Records from a data collection
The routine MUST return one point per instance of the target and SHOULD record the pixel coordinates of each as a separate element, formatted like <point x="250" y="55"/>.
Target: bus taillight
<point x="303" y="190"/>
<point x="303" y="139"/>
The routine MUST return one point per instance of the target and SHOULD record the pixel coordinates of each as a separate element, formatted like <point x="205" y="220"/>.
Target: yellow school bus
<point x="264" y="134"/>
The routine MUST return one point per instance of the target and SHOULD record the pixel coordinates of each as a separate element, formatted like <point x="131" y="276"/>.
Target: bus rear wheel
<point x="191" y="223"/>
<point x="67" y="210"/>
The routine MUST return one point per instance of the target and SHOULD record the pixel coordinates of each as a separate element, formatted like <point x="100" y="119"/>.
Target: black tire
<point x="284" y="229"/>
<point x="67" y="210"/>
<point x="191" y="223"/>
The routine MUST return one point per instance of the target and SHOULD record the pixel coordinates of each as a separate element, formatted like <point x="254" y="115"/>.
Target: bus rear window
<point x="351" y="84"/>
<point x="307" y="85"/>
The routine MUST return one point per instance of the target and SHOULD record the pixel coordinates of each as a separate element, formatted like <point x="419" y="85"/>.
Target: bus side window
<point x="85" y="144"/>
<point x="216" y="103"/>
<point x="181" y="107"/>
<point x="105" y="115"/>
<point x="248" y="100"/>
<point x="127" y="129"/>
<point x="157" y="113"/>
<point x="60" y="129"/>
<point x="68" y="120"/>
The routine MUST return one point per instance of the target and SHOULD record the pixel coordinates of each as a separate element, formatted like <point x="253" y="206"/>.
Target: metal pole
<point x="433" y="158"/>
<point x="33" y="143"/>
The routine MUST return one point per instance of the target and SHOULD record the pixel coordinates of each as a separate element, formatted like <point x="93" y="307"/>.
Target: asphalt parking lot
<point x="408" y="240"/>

Description of the task:
Only output the lines from the one with "Target: black tire" through the end of the entries above, exactly as they are.

Solution for this problem:
Target: black tire
<point x="284" y="229"/>
<point x="67" y="210"/>
<point x="191" y="223"/>
The routine MUST return one point per instance of the target and SHOULD record the pixel coordinates of each as a separate element, formatted like <point x="254" y="115"/>.
Target: bus rear window
<point x="351" y="84"/>
<point x="307" y="85"/>
The routine MUST return one point per instance of the target and SHOULD record the pixel coordinates of each as a separate element, formatted like <point x="419" y="85"/>.
Target: bus side window
<point x="85" y="144"/>
<point x="216" y="103"/>
<point x="181" y="107"/>
<point x="105" y="115"/>
<point x="248" y="100"/>
<point x="127" y="129"/>
<point x="157" y="113"/>
<point x="60" y="129"/>
<point x="68" y="120"/>
The routine MUST return one point per instance of the target and SHOULD record the pixel coordinates of each as a separate element, formatted like <point x="253" y="206"/>.
Target: metal pole
<point x="433" y="158"/>
<point x="33" y="143"/>
The routine MUST return one point per instance of the target and SHOULD record the pixel coordinates of each as a separate element, formatted like <point x="93" y="307"/>.
Target: asphalt parking lot
<point x="408" y="240"/>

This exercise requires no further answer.